Any and everything has been thrown at the barn wall to distract/destroy what is being accomplished, now
another revelation that can/will seriously impact the United States Economy....further delays of the
Boeing 737 MAX Airliner due to debris ( Yes debris..)  found in the fuel tanks of planes waiting to be delivered.
The debris included: Boot covering, tools, rags and various other items that would DEFINITELY cause problems 
with the fuel transfer and delivery to the engines...

Boeing is out of the Northwest.
The Northwest has a Large contingent of Liberal Lefties.
These Northwest Liberal Lefties are quite violent in their Viewpoints.
The chance of getting even 1% or less of these types is quite easy.
Instead of the US Congress throwing 100 % of management under
the bus, maybe just maybe they should look into connections with
radical groups having a vendetta that includes deliberately sabotaging
these products....*







*When a fabricator/welder/assembler/quality control individual(s) walk onto the " Construction " platform, they do so with 
(x) amount of tools/hardware/clothing extra .....finding this kind of debris within one of the most critical components of
ANY aircraft is absolutely unacceptable and in my eyes very very malicious in nature. The timing of all of these events
transpiring within the United States is beyond suspect. It's showing a distinct pattern of Sabotage to effect an outcome
contrary to the current administrations outcome/agenda.

We could have a booming economy like we've never seen before if the deliberate divide was not fostered 24/7 by
all those who just don't " Like " Trump.....

Stated problem:
Copy the entire text above about debris in Boeing 737 MAX fuel tanks, character for character.

Items from a data source:
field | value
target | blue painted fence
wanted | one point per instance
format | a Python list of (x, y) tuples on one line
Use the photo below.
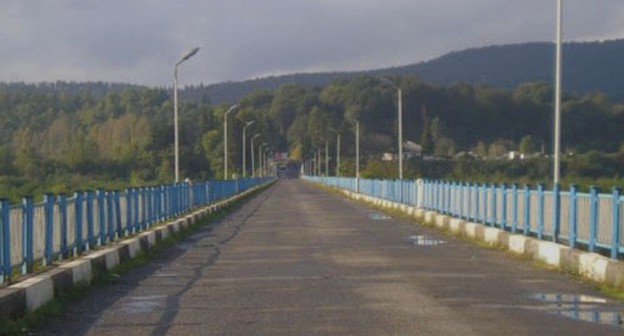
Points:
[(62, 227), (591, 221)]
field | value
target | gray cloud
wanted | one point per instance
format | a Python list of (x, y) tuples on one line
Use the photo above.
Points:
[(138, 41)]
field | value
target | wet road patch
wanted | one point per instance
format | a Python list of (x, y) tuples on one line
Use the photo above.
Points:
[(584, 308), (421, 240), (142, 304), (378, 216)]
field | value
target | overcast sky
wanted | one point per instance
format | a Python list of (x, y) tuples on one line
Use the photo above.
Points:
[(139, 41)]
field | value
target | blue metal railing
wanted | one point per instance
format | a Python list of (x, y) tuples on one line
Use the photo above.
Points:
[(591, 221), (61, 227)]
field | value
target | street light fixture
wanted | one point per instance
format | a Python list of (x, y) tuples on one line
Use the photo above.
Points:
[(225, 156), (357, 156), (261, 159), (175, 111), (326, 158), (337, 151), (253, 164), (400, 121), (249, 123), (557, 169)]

--

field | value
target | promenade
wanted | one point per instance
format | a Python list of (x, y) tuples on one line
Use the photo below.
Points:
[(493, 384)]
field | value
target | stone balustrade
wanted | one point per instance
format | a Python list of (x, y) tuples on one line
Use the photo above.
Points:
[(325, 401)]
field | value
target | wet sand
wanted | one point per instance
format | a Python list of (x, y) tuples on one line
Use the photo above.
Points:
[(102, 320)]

Right answer:
Any and everything has been thrown at the barn wall to distract/destroy what is being accomplished, now
another revelation that can/will seriously impact the United States Economy....further delays of the
Boeing 737 MAX Airliner due to debris ( Yes debris..)  found in the fuel tanks of planes waiting to be delivered.
The debris included: Boot covering, tools, rags and various other items that would DEFINITELY cause problems 
with the fuel transfer and delivery to the engines...

Boeing is out of the Northwest.
The Northwest has a Large contingent of Liberal Lefties.
These Northwest Liberal Lefties are quite violent in their Viewpoints.
The chance of getting even 1% or less of these types is quite easy.
Instead of the US Congress throwing 100 % of management under
the bus, maybe just maybe they should look into connections with
radical groups having a vendetta that includes deliberately sabotaging
these products....*







*When a fabricator/welder/assembler/quality control individual(s) walk onto the " Construction " platform, they do so with 
(x) amount of tools/hardware/clothing extra .....finding this kind of debris within one of the most critical components of
ANY aircraft is absolutely unacceptable and in my eyes very very malicious in nature. The timing of all of these events
transpiring within the United States is beyond suspect. It's showing a distinct pattern of Sabotage to effect an outcome
contrary to the current administrations outcome/agenda.

We could have a booming economy like we've never seen before if the deliberate divide was not fostered 24/7 by
all those who just don't " Like " Trump.....